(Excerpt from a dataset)
* * * * * * *
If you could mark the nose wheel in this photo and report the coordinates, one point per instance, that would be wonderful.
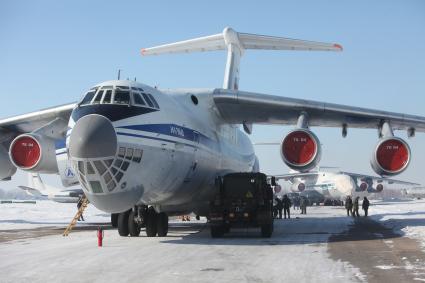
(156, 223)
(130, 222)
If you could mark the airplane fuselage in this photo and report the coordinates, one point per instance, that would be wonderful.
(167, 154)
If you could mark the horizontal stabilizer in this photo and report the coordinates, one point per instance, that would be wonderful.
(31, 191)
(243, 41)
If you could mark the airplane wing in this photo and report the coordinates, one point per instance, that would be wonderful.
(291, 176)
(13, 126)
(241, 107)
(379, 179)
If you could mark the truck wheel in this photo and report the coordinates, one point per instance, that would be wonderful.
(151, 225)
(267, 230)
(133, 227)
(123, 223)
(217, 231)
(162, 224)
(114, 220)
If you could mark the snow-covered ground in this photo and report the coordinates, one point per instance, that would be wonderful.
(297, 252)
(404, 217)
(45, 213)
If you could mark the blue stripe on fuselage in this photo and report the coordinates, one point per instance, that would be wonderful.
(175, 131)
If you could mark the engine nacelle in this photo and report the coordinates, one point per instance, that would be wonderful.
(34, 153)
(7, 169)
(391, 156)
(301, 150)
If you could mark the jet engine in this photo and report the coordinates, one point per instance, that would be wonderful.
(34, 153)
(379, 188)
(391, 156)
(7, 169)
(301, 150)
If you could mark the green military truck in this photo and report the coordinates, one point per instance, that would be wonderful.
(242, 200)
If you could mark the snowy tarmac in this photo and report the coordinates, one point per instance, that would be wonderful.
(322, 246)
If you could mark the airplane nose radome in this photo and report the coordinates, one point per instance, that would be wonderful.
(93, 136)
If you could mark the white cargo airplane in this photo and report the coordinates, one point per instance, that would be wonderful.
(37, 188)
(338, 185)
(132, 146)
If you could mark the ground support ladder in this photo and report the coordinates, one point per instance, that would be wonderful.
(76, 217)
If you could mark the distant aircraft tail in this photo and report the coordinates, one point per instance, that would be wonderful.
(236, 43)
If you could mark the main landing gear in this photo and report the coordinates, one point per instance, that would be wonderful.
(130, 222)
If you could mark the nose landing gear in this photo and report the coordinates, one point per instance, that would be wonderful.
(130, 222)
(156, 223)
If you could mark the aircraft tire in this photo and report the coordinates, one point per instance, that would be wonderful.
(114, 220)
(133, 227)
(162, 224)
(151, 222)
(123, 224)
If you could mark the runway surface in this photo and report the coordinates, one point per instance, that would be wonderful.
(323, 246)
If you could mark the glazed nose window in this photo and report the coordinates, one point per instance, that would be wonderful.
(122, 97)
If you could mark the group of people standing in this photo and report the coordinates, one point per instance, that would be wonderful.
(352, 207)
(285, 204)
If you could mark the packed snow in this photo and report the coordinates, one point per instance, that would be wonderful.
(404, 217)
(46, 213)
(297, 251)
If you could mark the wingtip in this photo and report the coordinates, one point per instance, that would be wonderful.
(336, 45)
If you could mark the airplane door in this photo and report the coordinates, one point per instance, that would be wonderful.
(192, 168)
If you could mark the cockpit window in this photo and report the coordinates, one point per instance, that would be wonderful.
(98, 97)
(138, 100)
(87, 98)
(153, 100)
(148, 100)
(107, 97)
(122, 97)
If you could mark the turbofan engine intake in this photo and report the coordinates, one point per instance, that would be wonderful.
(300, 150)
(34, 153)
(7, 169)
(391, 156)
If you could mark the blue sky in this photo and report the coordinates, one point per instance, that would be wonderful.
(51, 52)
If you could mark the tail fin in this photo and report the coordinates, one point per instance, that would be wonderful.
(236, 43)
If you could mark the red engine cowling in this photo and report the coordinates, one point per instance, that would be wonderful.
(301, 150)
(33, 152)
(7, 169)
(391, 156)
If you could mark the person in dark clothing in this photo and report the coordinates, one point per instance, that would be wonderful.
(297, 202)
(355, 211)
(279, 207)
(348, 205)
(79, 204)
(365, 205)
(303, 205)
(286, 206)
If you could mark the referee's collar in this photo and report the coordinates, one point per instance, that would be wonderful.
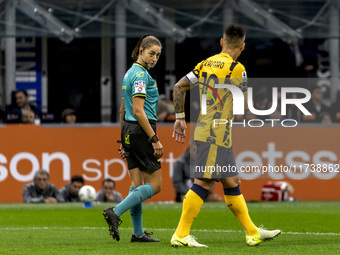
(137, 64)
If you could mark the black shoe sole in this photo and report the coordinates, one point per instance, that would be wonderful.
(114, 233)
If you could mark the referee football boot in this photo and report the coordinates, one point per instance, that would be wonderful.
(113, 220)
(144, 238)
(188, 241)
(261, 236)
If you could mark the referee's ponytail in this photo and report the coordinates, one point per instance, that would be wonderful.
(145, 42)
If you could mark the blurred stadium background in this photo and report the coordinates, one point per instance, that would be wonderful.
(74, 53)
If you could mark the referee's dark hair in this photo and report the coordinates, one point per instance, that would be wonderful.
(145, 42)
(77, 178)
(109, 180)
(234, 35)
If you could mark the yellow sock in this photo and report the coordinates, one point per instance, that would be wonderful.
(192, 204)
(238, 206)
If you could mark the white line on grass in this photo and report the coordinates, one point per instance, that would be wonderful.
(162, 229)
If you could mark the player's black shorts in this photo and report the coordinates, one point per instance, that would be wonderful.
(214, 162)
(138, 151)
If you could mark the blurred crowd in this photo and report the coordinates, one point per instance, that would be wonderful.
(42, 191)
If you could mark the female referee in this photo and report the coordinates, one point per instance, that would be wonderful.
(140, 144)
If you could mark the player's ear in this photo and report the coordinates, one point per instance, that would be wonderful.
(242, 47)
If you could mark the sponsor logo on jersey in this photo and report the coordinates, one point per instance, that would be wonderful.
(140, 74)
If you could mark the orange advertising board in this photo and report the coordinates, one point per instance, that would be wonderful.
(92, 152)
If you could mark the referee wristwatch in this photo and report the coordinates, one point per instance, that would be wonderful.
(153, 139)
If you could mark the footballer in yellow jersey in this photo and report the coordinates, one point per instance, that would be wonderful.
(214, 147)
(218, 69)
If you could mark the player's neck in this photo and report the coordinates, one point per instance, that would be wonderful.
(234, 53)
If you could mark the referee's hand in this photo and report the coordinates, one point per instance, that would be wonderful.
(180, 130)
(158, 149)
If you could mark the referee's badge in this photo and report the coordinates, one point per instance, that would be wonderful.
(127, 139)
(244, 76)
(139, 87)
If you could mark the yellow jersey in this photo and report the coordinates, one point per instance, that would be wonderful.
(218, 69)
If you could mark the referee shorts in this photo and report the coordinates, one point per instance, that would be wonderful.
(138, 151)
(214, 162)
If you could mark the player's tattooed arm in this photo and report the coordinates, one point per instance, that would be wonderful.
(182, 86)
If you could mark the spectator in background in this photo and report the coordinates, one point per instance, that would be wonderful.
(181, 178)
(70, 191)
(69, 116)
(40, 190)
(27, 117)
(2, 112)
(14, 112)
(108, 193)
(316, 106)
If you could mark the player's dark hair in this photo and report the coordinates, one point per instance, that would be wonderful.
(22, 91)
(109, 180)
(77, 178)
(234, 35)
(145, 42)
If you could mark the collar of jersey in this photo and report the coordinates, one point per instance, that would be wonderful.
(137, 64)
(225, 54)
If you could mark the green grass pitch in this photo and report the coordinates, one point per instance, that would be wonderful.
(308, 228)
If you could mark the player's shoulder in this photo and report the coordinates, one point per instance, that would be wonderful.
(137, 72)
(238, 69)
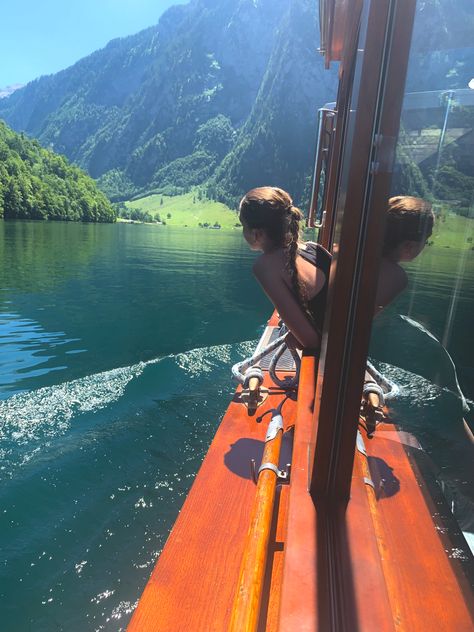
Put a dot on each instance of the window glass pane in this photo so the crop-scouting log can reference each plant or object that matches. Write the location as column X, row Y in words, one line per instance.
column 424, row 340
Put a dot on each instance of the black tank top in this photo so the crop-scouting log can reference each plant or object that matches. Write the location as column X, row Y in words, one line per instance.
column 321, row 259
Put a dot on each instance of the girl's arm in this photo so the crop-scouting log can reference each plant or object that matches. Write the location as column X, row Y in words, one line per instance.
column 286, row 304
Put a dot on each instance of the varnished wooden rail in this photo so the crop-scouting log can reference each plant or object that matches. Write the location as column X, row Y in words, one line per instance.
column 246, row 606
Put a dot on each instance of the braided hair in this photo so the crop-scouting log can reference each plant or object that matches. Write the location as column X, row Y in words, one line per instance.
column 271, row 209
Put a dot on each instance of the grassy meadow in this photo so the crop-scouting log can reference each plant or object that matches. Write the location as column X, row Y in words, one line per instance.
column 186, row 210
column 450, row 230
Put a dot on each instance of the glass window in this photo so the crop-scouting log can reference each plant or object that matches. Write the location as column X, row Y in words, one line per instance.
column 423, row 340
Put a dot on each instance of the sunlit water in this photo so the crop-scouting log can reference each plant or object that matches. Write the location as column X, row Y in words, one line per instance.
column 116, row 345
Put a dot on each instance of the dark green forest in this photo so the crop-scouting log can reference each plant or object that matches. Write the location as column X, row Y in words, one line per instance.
* * * * * * *
WHAT IS NEEDED
Copy out the stretch from the line containing "If you could mark the player's shoulder" through the line containing "column 423, row 340", changing "crop-scouting log" to "field survey log" and keeping every other word the same. Leave the picture out.

THE RESULT
If you could mark the player's shoulder in this photo and report the coordinates, one point per instance, that would be wonderful.
(137, 72)
(238, 69)
Put a dot on each instance of the window glass pane in this photo so the field survey log can reference each plant or object that matches. Write the location as column X, row Y in words, one line per instance.
column 424, row 340
Put a dot on each instance of the black tank top in this photo so the field survey log can reference each plant or object that matches. Write the location as column X, row Y in words, one line per instance.
column 321, row 259
Put a dot on each instance of the girl's arm in this photo so the field survey log can reference each plant or object that matches. Write the location as column X, row Y in words, one line per instance.
column 286, row 304
Put a dot on each instance of the varnished wooden rail in this photo so the field survey log can reference each plant or object that matches. Write the location as column X, row Y in words, one line per instance.
column 246, row 606
Put a dot on each instance of the braided hair in this photo so the field survey log can reference each plant or object that matches. Write the location as column X, row Y in words, one line per instance.
column 271, row 209
Put a dot on each instance of the grassy meadow in this photo so the field survey log can reference each plant or object that matches. Write the location as column X, row Y in words, one line per instance.
column 186, row 210
column 450, row 230
Put a dot on each instance of the glass window in this photo so the field survey log can reference each plant or object that matches. Write the location as column X, row Y in words, one line per instance.
column 423, row 340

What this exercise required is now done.